§ Page excerpt
»»
Such permit shall be issued by the chief in accordance with this chapter and shall be valid for twelve months.

Sec. 1509.06. (A) An application for a permit to drill a new well, drill an existing well deeper, reopen a well, convert a well to any use other than its original purpose, or plug back a well to a different source of supply, including associated production operations, shall be filed with the chief of the division of mineral resources management upon such form as the chief prescribes and shall contain each of the following that is applicable:

(1) The name and address of the owner and, if a corporation, the name and address of the statutory agent;

(2) The signature of the owner or the owner's authorized agent. When an authorized agent signs an application, it shall be accompanied by a certified copy of the appointment as such agent.

(3) The names and addresses of all persons holding the royalty interest in the tract upon which the well is located or is to be drilled or within a proposed drilling unit;

(4) The location of the tract or drilling unit on which the well is located or is to be drilled identified by section or lot number, city, village, township, and county;

(5) Designation of the well by name and number;

(6) The geological formation to be tested or used and the proposed total depth of the well;

(7) The type of drilling equipment to be used;

(8) If the well is for the injection of a liquid, identity of the geological formation to be used as the injection zone and the composition of the liquid to be injected;

(9) For an application for a permit to drill a new well within an urbanized area, a sworn statement that the applicant has provided notice by regular mail of the application to the owner of each occupied dwelling unit parcel of real property that is located within five hundred feet of the surface location of the well if the surface location will be less than five hundred feet from the boundary of the drilling unit and more than fifteen occupied dwelling units are located less than five hundred feet from the surface location of the well, excluding any dwelling that is located on real property all or any portion of which is included in the drilling unit and to the executive authority of the municipal corporation or the board of township trustees of the township, as applicable, in which the well is to be located. In addition, the notice shall contain a statement that informs an owner of real property who is required to receive the notice under division (A)(9) of this section that within five days of receipt of the notice, the owner is required to provide notice under section 1509.60 of the Revised Code to each residence in an occupied dwelling that is located on the owner's parcel of real property. The notice shall contain a statement that an application has been filed with the division of mineral resources management, identify the name of the applicant and the proposed well location, include the name and address of the division, and contain a statement that comments regarding the application may be sent to the division. The notice may be provided by hand delivery or regular mail. The identity of the owners of occupied dwelling units parcels of real property shall be determined using the tax records of the municipal corporation or county in which the dwelling unit a parcel of real property is located as of the date of the notice.

(10) A plan for restoration of the land surface disturbed by drilling operations. The plan shall provide for compliance with the restoration requirements of division (A) of section 1509.072 of the Revised Code and any rules adopted by the chief pertaining to that restoration.
««
(Data lines)
»»
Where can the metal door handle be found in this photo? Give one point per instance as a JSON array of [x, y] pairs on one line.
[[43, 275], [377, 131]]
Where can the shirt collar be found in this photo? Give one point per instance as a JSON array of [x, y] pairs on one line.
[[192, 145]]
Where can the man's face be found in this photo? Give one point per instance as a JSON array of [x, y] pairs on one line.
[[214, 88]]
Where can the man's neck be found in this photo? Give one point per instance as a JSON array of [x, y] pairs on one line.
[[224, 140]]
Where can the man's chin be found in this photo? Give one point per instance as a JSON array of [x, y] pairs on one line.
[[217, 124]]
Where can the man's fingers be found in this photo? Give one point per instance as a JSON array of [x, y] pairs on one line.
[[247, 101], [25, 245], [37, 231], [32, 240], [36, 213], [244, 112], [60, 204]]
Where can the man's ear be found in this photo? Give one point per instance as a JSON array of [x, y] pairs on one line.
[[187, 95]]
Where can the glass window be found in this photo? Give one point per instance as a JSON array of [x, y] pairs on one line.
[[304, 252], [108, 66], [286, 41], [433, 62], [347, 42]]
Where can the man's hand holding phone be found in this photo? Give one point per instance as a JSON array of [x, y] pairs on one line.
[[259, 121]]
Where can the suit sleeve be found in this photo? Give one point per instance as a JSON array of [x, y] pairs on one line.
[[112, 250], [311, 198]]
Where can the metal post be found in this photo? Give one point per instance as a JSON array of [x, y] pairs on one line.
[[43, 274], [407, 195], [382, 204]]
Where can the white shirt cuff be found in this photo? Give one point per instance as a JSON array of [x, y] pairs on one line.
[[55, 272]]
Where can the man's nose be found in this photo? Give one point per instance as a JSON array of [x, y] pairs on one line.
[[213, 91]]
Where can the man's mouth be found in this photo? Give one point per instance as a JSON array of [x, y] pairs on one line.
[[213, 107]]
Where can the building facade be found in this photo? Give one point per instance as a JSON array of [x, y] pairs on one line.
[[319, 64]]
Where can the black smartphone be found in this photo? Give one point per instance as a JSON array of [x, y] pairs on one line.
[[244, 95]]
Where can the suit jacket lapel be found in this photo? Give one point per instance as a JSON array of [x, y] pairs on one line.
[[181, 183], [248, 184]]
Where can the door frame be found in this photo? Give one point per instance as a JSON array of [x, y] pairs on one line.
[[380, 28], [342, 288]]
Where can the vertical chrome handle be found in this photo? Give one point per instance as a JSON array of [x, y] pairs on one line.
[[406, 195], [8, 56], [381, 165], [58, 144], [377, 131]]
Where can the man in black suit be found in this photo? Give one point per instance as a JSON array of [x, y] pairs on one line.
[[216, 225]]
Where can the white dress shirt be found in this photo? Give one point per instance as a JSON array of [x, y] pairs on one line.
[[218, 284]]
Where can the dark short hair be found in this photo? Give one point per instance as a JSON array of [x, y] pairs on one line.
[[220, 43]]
««
§ Objective A
Reproduce the passage on well permit applications word for word, starting with "Sec. 1509.06. (A) An application" and going on through "as such agent.".
§ Objective B
Write the next part of the passage on well permit applications, picking up after its final sentence.

§ Reply A
Sec. 1509.06. (A) An application for a permit to drill a new well, drill an existing well deeper, reopen a well, convert a well to any use other than its original purpose, or plug back a well to a different source of supply, including associated production operations, shall be filed with the chief of the division of mineral resources management upon such form as the chief prescribes and shall contain each of the following that is applicable:

(1) The name and address of the owner and, if a corporation, the name and address of the statutory agent;

(2) The signature of the owner or the owner's authorized agent. When an authorized agent signs an application, it shall be accompanied by a certified copy of the appointment as such agent.

§ Reply B
(11) A description by name or number of the county, township, and municipal corporation roads, streets, and highways that the applicant anticipates will be used for access to and egress from the well site;

(12) Such other relevant information as the chief prescribes by rule.

Each application shall be accompanied by a map, on a scale not smaller than four hundred feet to the inch, prepared by an Ohio registered surveyor, showing the location of the well and containing such other data as may be prescribed by the chief. If the well is or is to be located within the excavations and workings of a mine, the map also shall include the location of the mine, the name of the mine, and the name of the person operating the mine.

(B) The chief shall cause a copy of the weekly circular prepared by the division to be provided to the county engineer of each county that contains active or proposed drilling activity. The weekly circular shall contain, in the manner prescribed by the chief, the names of all applicants for permits, the location of each well or proposed well, the information required by division (A)(11) of this section, and any additional information the chief prescribes. In addition, the chief promptly shall transfer an electronic copy or facsimile, or if those methods are not available to a municipal corporation or township, a copy via regular mail, of a drilling permit application to the clerk of the legislative authority of the municipal corporation or to the clerk of the township in which the well or proposed well is or is to be located if the legislative authority of the municipal corporation or the board of township trustees has asked to receive copies of such applications and the appropriate clerk has provided the chief an accurate, current electronic mailing address or facsimile number, as applicable.

(C) The (1) Except as provided in division (C)(2) of this section, the chief shall not issue a permit for at least ten days after the date of filing of the application for the permit unless, upon reasonable cause shown, the chief waives that period or a request for expedited review is filed under this section. However, the chief shall issue a permit within twenty-one days of the filing of the application unless the chief denies the application by order.

(2) If the location of a well or proposed well will be or is within an urbanized area, the chief shall not issue a permit for at least eighteen days after the date of filing of the application for the permit unless, upon reasonable cause shown, the chief waives that period or the chief at the chief's discretion grants a request for an expedited review. However, the chief shall issue a permit for a well or proposed well within an urbanized area within thirty days of the filing of the application unless the chief denies the application by order.

(D) An applicant may file a request with the chief for expedited review of a permit application if the well is not or is not to be located in a gas storage reservoir or reservoir protective area, as "reservoir protective area" is defined in section 1571.01 of the Revised Code. If the well is or is to be located in a coal bearing township, the application shall be accompanied by the affidavit of the landowner prescribed in section 1509.08 of the Revised Code.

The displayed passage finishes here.